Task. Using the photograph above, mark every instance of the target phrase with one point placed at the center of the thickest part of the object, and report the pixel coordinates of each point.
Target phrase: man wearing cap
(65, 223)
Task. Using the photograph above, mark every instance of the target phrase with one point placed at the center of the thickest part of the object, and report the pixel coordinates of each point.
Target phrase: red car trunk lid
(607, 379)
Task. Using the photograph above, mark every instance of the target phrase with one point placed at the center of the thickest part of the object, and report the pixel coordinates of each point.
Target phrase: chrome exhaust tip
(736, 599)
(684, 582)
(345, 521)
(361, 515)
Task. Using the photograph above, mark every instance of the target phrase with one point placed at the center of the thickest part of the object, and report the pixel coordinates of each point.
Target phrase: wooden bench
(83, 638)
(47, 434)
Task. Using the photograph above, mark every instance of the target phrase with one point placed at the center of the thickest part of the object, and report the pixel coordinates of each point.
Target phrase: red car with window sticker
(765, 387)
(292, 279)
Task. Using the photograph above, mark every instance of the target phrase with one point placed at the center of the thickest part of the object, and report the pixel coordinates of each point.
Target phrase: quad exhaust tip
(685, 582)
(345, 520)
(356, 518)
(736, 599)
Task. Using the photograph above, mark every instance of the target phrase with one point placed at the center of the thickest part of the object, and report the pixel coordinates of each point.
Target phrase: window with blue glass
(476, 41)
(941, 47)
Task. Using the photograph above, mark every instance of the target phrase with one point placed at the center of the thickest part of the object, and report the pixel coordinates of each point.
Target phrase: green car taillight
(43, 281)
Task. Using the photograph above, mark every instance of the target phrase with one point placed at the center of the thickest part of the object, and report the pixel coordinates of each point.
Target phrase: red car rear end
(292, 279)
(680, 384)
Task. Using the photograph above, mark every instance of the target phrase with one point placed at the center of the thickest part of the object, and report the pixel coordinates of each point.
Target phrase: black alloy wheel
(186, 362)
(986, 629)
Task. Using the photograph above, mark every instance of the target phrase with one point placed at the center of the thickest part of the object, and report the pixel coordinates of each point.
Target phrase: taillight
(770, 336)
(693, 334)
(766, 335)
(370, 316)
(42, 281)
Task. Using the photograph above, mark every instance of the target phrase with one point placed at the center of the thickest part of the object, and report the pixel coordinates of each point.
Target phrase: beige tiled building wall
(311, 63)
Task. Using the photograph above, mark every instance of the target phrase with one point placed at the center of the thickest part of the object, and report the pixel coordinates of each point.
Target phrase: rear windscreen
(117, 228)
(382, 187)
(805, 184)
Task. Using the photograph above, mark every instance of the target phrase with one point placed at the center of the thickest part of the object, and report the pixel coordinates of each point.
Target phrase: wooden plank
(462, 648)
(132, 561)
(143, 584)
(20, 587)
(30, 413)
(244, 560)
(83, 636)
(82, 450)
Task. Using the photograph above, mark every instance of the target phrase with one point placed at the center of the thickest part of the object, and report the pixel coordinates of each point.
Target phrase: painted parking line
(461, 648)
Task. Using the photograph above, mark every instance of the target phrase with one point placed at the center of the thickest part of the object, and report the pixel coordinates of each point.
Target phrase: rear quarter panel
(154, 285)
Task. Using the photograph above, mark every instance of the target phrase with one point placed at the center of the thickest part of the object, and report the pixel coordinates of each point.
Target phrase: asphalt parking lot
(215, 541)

## What is asked
The records above must be repeated exactly, every one of them.

## Reply to the task
Task. Using the photograph above, mark every instance of the target phrase with one point placed at the center of the thickest part of the object, and report the pixel coordinates of each point.
Target phrase: man wearing cap
(65, 223)
Task. Using the photograph above, mark every instance of the target phrase with one point placed at the center of the thickest part of the object, and report the pixel coordinates of each point.
Target phrase: red car trunk lid
(607, 379)
Task. Using the photograph above, mark every instance of the target phrase with one point placed at the center of the thickest part of the object, and report the pixel coordinates of each point.
Target phrase: chrome exhaust tip
(736, 599)
(684, 582)
(345, 521)
(361, 515)
Task. Using the photograph above, mark every instance of the target phrase with one point placed at the center of the thickest part of the object, and report the pixel coordinates of each point.
Target phrase: wooden bench
(83, 638)
(47, 434)
Task. Using the photograph above, mark every instance of the target phrase with one point placed at the center of the thickest part of the object, and report the pixel coordinates of each point.
Target phrase: red car with window sticker
(765, 387)
(292, 279)
Task. Using the photograph above, mark every instance of the target phrase with one point placed at the center of the thickest part of the object, and report the pixel coordinates of each point.
Target phrase: quad exhaust tip
(685, 582)
(345, 520)
(356, 518)
(736, 599)
Task. Using the photograph above, mark every instance of the target phrase with one point placed at the center of the thickest part of the object, and report the pixel coordinates of each point.
Target phrase: window with blue glass
(476, 41)
(941, 47)
Task. Using the photograph above, mark every instance of the target phrase with one point placed at the center of the thickest part of the object, and report the pixel coordinates of each point.
Target phrase: green car taillight
(43, 281)
Task. Using the photograph above, mark every instance of the target phrase with one point placed at the center of the thickest part of the object, and report the pixel coordinates of each point.
Target phrase: red car rear end
(292, 279)
(680, 384)
Task. Using the photograph above, mark every instance of the target phrase with one point placed at the center of the thickest part of the object, and report the pixel coordinates of each point.
Target phrase: black alloy wheel
(186, 362)
(986, 629)
Task. Using the photograph above, mark every instance of the target phrase with one point placed at the center of the thickest part of the object, and report the pixel coordinates of each point.
Target phrase: taillight
(770, 336)
(693, 334)
(766, 335)
(370, 316)
(42, 281)
Task. Using the photograph above, mark every instance of the target phrase with one point placed at the center of the thickest part of the object, and report the pixel coordinates of each point.
Target phrase: beige tiled building wall
(311, 63)
Task. Using the photograph above, mark every instance of the target phrase with one point placed at the center of the thickest part of the object, and report the pixel coordinates of each point.
Target phrase: rear windscreen
(117, 228)
(382, 187)
(805, 184)
Task. Using the photograph above, mark every instance of the target phrase with one point placed at the center of the thickest part of the object, and report the pixel coordinates of each point.
Target phrase: wooden plank
(462, 648)
(132, 561)
(143, 584)
(20, 587)
(30, 413)
(244, 560)
(83, 636)
(82, 450)
Task. Using the photograph above, mark every instance of the target phrase with one point placed at the center of the thickest part of the object, and report the pixel coordinates of each point.
Target phrase: painted parking line
(461, 648)
Task. Using the photograph above, mark every instance of the target phrase with one point placed at the center of the thickest part of the object, and report the pixel coordinates of each point.
Target phrase: rear quarter panel
(154, 285)
Task. Using the photograph above, mark every instance of the target phrase with one point placed at the center of the thickest part of the object, and report the pixel coordinates of each point.
Target phrase: asphalt parking lot
(215, 541)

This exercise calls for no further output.